Sur 26 éditoriaux du Monde, du 14 mai au 12 juin 2006, 3 seulement sont relatifs aux élections présidentielles à venir [1]. La question de ses éventuels parti-pris se posent pourtant déjà dans le microcosme médiatique suite aux allégations d’Edwy Plenel sur « des liens forts » qui existeraient entre les dirigeants du journal et Nicolas Sarkozy [2] Contre la rumeur accusatrice lancée par l’ancien directeur de la rédaction et reprise par certains lecteurs, le médiateur, Robert Solé, a publié une chronique intitulée « Notre ami Nicolas » (le 21 mai 2006). Il y cite des extraits de courriers adressés au journal comme le suivant, à l’occasion de l’affaire Clearstream : « On ne peut manquer de s’interroger sur l’objectif que poursuit Le Monde en agitant son chiffon rouge avec tant de constance. (...) Y a-t-il un dessein politique ? Faire tomber rapidement Villepin, voire Chirac, pour faire élire Sarkozy, la gauche n’étant pas prête ? C’est ce qui se dit, même si c’est gros. »

§ Consigne a: Pouvez-vous recopier les enregistrements en commençant à la ligne qui contient « If you could place a marker on the bare » et en terminant à celle qui contient « (1036, 507) », en remplaçant « van » par « truck » sans rien changer d'autre ?

[Quelques enregistrements]

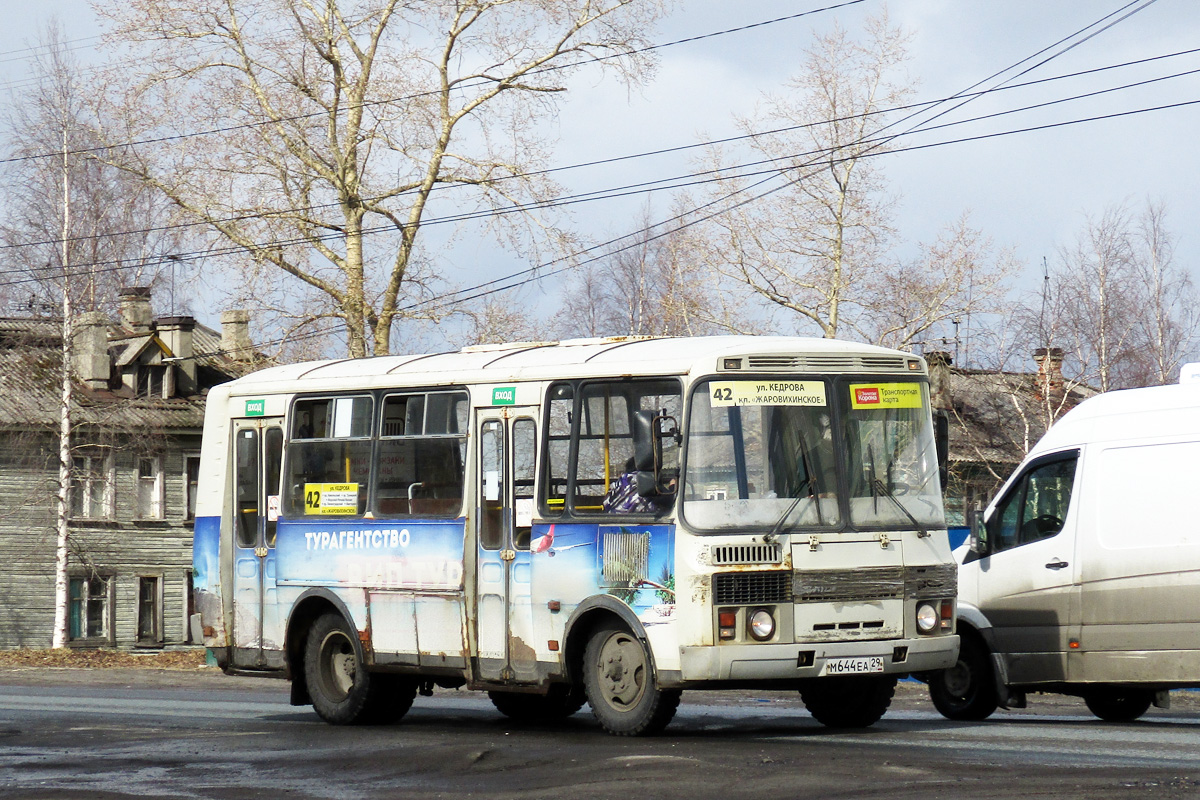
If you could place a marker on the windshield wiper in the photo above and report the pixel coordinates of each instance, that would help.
(879, 486)
(808, 482)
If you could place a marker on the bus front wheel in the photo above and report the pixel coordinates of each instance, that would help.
(342, 691)
(850, 701)
(618, 679)
(1119, 704)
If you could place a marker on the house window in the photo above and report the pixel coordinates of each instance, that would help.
(150, 487)
(90, 612)
(150, 611)
(91, 486)
(153, 380)
(191, 480)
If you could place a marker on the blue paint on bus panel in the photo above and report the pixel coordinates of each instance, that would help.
(568, 565)
(207, 553)
(388, 554)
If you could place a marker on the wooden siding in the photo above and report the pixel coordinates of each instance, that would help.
(124, 548)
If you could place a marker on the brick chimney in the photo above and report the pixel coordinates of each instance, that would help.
(940, 379)
(177, 332)
(136, 314)
(89, 350)
(235, 335)
(1050, 384)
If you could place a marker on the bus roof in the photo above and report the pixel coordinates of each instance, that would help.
(583, 358)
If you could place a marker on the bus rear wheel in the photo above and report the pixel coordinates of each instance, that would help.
(618, 679)
(342, 691)
(1116, 704)
(850, 701)
(558, 703)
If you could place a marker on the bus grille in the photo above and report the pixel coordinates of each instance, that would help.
(876, 583)
(627, 558)
(727, 554)
(747, 588)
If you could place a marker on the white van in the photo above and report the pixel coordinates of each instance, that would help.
(1084, 576)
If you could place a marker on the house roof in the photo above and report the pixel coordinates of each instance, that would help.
(30, 380)
(997, 416)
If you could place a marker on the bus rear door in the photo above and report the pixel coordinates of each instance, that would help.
(508, 446)
(258, 452)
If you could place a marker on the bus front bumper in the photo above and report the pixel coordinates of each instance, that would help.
(815, 660)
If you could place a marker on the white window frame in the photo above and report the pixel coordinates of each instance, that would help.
(155, 481)
(156, 638)
(191, 492)
(106, 636)
(102, 468)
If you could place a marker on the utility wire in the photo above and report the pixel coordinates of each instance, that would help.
(473, 84)
(624, 190)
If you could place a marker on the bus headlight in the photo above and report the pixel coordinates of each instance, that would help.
(928, 618)
(762, 625)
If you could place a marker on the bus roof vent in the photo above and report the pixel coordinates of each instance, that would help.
(829, 362)
(731, 554)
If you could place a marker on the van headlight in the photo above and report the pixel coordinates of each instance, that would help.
(762, 625)
(928, 618)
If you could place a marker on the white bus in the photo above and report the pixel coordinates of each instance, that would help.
(601, 521)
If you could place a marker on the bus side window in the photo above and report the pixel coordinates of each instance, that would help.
(558, 447)
(420, 461)
(330, 446)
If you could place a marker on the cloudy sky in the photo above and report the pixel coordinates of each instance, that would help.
(1029, 190)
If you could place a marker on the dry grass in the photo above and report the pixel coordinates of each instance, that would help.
(103, 659)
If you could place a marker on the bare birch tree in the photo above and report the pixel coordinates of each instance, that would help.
(1116, 302)
(64, 224)
(339, 122)
(815, 248)
(1169, 320)
(959, 274)
(651, 286)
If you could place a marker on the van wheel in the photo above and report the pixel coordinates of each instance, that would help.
(342, 691)
(850, 701)
(618, 679)
(1115, 704)
(967, 690)
(558, 703)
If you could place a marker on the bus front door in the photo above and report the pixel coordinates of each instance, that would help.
(258, 453)
(508, 446)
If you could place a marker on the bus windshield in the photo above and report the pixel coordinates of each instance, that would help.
(810, 453)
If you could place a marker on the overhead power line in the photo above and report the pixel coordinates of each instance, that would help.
(671, 182)
(479, 82)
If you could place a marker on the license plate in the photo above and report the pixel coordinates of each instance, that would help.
(853, 666)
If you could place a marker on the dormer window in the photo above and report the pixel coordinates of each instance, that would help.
(154, 380)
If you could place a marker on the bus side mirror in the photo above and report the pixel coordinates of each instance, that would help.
(942, 444)
(649, 429)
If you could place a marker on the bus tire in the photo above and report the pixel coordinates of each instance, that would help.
(342, 691)
(618, 679)
(1119, 704)
(561, 702)
(849, 701)
(967, 690)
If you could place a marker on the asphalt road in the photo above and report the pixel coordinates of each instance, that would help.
(145, 734)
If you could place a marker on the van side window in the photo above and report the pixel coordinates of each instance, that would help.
(1036, 507)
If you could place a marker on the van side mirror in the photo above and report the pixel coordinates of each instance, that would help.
(649, 429)
(978, 540)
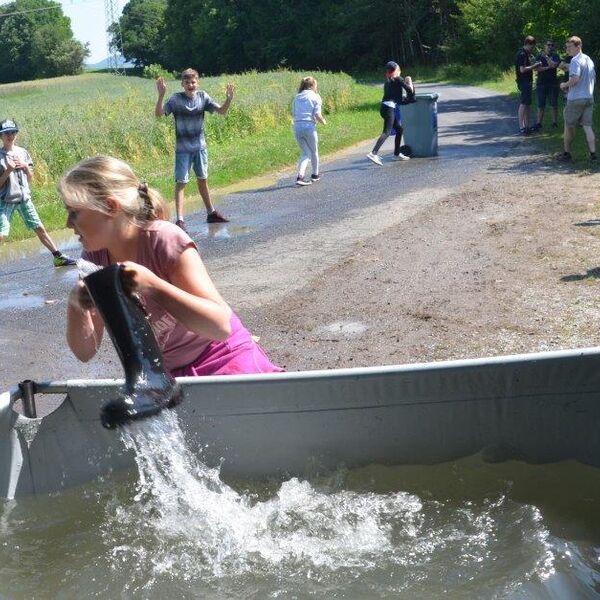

§ Consigne b: Pouvez-vous poursuivre le texte sur les éditoriaux du Monde et l'élection présidentielle à partir de l'endroit où il s'arrête ?

§ Réponse a:
If you could place a marker on the bare birch tree in the photo above and report the pixel coordinates of each instance, that would help.
(1116, 302)
(64, 224)
(339, 122)
(815, 248)
(1169, 320)
(959, 274)
(651, 286)
If you could place a marker on the truck wheel in the photo above and report the pixel coordinates of each instance, that would help.
(342, 691)
(850, 701)
(618, 679)
(1115, 704)
(967, 690)
(558, 703)
If you could place a marker on the bus front door in the photo above and report the pixel coordinates of each instance, that would help.
(258, 453)
(508, 446)
If you could place a marker on the bus windshield in the photo above and report the pixel coordinates of each instance, that would help.
(810, 453)
If you could place a marker on the overhead power line in the photo above and report the pixel coordinates of each instance, that would help.
(671, 182)
(479, 82)
If you could place a marker on the license plate in the photo above and report the pixel coordinates of each instance, that would help.
(853, 666)
If you could place a marker on the dormer window in the photo above and report the pixel coordinates of each instance, that would help.
(154, 380)
If you could place a marker on the bus side mirror in the photo above and report the pixel coordinates of each instance, that would help.
(942, 444)
(649, 429)
If you could place a marker on the bus tire in the photo above and report the pixel coordinates of each instance, that would help.
(342, 691)
(618, 679)
(1119, 704)
(561, 702)
(849, 701)
(967, 690)
If you could place a marker on the asphalt road in the photo above and report the pixel coordinates of each instance, that would help.
(145, 734)
If you could place a marker on the truck side window in the photo above and report the pixel coordinates of each instance, that would help.
(1036, 507)

§ Réponse b:
Robert Solé répond à ces critiques en donnant des exemples de démarcation. Il met ainsi en avant la causticité de Plantu à l’égard du ministre : « on ne peut pas dire qu’il ménage particulièrement Nicolas Sarkozy. Dans ses dessins, celui-ci est souvent armé d’un poignard, quand il n’est pas représenté par un moustique porteur du chikungunya. On a vu, pendant quelque temps, des mouches tourbillonner autour du visage de l’intéressé (qui a protesté)... » Il évoque également le fait que Le Monde s’en serait pris au président de l’UMP : « Le journal a été très sévère pour le ministre de l’intérieur lors de la crise des banlieues, allant parfois jusqu’à réduire le problème à sa personne. »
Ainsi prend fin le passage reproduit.